The task: Return the stretch of lines from the one containing "Reviewer note: verify one keypoint per instance of the overcast" through the one containing "Reviewer note: verify one keypoint per instance of the person", both included, copied without any change, and nothing else.
:::::
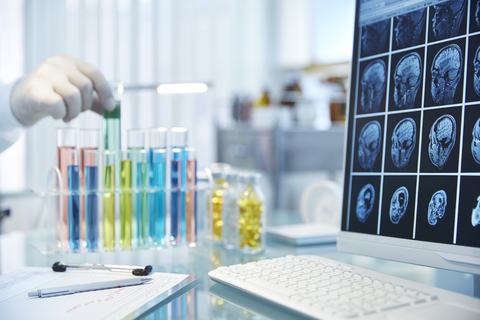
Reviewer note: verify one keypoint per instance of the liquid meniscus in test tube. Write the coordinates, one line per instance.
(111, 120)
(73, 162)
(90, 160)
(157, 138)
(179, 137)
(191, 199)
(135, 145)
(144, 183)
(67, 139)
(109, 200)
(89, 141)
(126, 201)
:::::
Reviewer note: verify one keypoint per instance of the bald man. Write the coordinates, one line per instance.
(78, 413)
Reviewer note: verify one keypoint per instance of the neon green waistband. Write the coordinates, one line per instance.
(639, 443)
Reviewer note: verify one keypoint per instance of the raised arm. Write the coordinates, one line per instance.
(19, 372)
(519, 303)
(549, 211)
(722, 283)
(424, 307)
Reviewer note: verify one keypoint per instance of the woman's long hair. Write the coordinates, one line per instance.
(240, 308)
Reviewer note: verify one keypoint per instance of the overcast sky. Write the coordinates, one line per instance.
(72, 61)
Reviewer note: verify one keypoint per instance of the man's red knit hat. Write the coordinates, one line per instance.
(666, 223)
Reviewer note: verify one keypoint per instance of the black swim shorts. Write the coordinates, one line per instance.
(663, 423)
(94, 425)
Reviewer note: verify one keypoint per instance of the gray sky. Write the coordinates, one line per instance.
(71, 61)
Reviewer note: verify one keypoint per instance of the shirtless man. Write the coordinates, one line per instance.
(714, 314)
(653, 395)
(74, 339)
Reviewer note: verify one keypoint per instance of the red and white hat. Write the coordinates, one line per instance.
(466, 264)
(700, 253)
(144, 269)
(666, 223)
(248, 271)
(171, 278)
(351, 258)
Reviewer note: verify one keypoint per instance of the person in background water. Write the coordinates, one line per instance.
:::::
Solved problem:
Reviewer note: verify one keypoint per instance of the overcast sky. Write the coordinates, one line per instance.
(72, 61)
Reviewer note: verify one keypoint per instance of the man's red knit hat. Write the coordinates, one line per instance.
(666, 223)
Reviewer note: verify one keypoint per instance of the black swim shorts. Write the coordinates, one line per instance.
(663, 423)
(94, 425)
Reviewer note: verify one keypoint per instance of the gray sky. Write the coordinates, one line per instance.
(71, 61)
Reviewer note: verify one keypoint per instance of the shirtless man. Write the coordinates, one line per instance.
(714, 314)
(653, 395)
(74, 339)
Reviewer note: verify one keypoint per instance of the red and white hat. Write the coordinates, one line per instance.
(466, 264)
(700, 253)
(144, 269)
(666, 223)
(248, 271)
(171, 278)
(351, 258)
Reviewer note: verify one keypoint per instance of the person in background water. Write the coordinates, one line per instance.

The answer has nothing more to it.